--- start of Passage ---

Ignoring the heavy majority Pashtuns and relying solely on the minority NA regime was the first mistake made by Bush administration. This blunder was followed by another when it imposed the US tailored constitution upon the tribal based society. 

 

Opening of the second front by USA in Iraq in 2003 without consolidating the gains in Afghanistan was another slip-up, since engagement on two fronts diluted the war effort of the US-NATO and allowed breathing space to the Taliban to regroup in FATA.

 

Yet another error was raising non-Pashtun heavy Afghan National Security Forces (ANSF) which turned into a liability.

 

CIA and NATO as well as Afghan warlords indulged in drug business which had almost been eliminated by the Taliban. These distractions loosened the grip of ISAF led by weak military commanders over Afghanistan and enabled the Taliban to recover lost space in southern and eastern Afghanistan and also earn money from drug business for their war effort.

 

Since the two land routes from Pakistan used by NATO containers passed through the Taliban dominated rural belt, the US security contractors and Afghan officials had to pay toll tax to the Taliban for passage of every container which also became a source of income for them.

 

The US dual standards

 

Misled by misconceived victory, over confident Bush instead of fulfilling the promises made to the Afghans by promoting democracy, education and development works, he gave preference to covert operations against Pakistan and forced Pakistan to fight the Al-Qaeda in South Waziristan (SW). That way, Pakistan earned the hostility of Al-Qaeda and own tribesmen.

 

Ironically, while Washington waged war in Iraq and Afghanistan to bring democracy, it stoutly upheld Pakistan’s military dictatorship.

 

While Pak security forces fought the Pakistani Taliban and Baloch rebel groups in FATA and in Baluchistan that were funded, trained, equipped and guided by RAW-NDS combine to destabilize Pakistan, they didn’t confront the Afghan Taliban whose struggle was entirely confined to Afghanistan and they never fired a bullet against Pak forces.

 

Pakistan started taking measures to protect its national security in 2008 once it learnt that CIA-FBI had gained complete sway over FATA with the help of TTP formed in Dec 2006. Blackwater was inducted in 2008 to bolster CIA-FBI in urban areas of Pakistan. Nexus of CIA-RAW-NDS-MI-6-Mossad-BND in Kabul supported anti-Pakistan proxies in FATA and Baluchistan.

 

In order to keep the supply routes to the TTP open so that it could indulge in terrorism in FATA and KP, the US rejected Pakistan’s proposal to fence the western border, or to increase number of border posts on Afghan side to prevent infiltration.

 

A coordinated Indo-Afghan propaganda campaign backed by the west was launched to defame Pakistan and its premier institutions.

 

Obama’s Nightmare era

 

Based on Obama’s Af-Pak strategy of anvil and hammer, managed by Richard Holbrook, ISAF failed to provide the anvil when Pak forces delivered the hammer in SW in 2009, thus letting the TTP militants under Hakimullah Mehsud to flee to Afghanistan. Pak forces managed to retrieve 17 out of 19 administrative units under the influence of TTP and confined its presence to the last bastions of North Waziristan (NW) and Khyber Agency.

--- end of Passage ---
--- start of Extracted material ---

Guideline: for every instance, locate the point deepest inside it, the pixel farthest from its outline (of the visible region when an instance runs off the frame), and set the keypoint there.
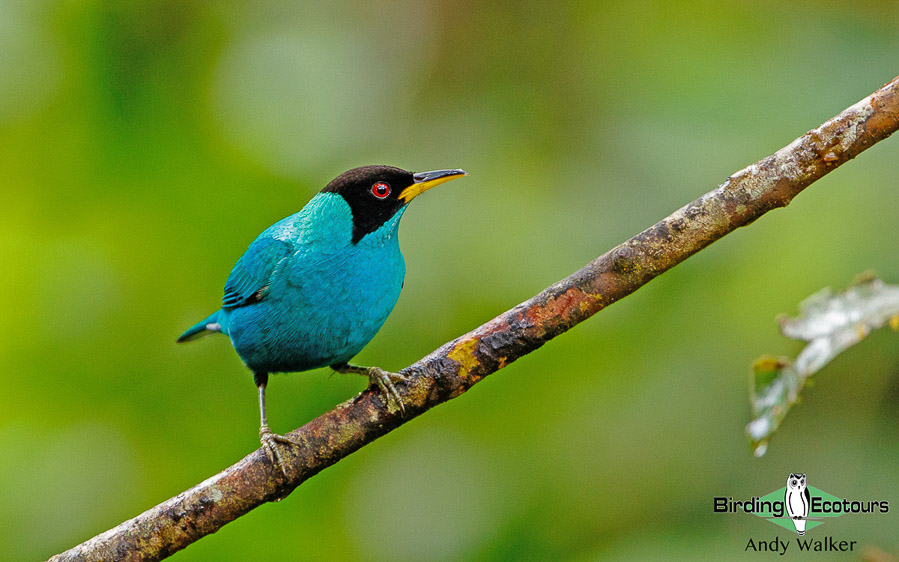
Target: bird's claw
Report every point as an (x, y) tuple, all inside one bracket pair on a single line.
[(384, 380), (270, 441)]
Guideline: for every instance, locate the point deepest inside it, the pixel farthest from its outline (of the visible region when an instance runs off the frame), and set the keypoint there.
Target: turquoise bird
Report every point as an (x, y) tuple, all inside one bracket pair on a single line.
[(313, 289)]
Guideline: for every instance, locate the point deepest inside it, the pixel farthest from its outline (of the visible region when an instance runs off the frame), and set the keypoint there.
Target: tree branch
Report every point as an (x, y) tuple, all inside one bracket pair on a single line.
[(454, 368)]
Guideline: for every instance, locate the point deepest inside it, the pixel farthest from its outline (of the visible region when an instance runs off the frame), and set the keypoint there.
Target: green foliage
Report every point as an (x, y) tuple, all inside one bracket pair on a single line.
[(144, 144)]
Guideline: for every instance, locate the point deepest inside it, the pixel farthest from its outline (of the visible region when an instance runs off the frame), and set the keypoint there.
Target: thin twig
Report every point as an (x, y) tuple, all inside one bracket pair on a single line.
[(454, 368)]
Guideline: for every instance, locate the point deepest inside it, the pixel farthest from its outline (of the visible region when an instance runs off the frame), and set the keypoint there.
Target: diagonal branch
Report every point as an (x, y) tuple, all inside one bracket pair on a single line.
[(454, 368)]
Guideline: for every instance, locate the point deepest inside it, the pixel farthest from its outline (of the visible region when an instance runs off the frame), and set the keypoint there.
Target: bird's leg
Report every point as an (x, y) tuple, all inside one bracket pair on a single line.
[(377, 376), (267, 437)]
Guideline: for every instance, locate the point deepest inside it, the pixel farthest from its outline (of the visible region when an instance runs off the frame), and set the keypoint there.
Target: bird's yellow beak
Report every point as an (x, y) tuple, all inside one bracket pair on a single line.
[(424, 181)]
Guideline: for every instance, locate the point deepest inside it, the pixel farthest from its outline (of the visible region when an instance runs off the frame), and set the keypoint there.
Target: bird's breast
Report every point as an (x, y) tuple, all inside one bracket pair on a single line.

--- end of Extracted material ---

» **Tasks to perform**:
1/ According to the passage on the war in Afghanistan, when was the TTP formed?
2/ Translate this sentence from the passage on the war in Afghanistan into Spanish: "A coordinated Indo-Afghan propaganda campaign backed by the west was launched to defame Pakistan and its premier institutions."
3/ State whether each statement agrees with the passage on the war in Afghanistan, giving yes or no and quoting the deciding words: (a) Pakistani forces recovered 17 of the 19 administrative units under TTP influence. (b) The US accepted Pakistan's proposal to fence the western border. (c) Blackwater was inducted in 2006.
The material is not required for any of the tasks.

» **Exercise solutions**:
1/ The TTP was formed in December 2006.

2/ Se lanzó una campaña de propaganda indoafgana coordinada, respaldada por Occidente, para difamar a Pakistán y a sus principales instituciones.

3/
(a) Yes: "Pak forces managed to retrieve 17 out of 19 administrative units under the influence of TTP"
(b) No: "the US rejected Pakistan’s proposal to fence the western border"
(c) No: "Blackwater was inducted in 2008"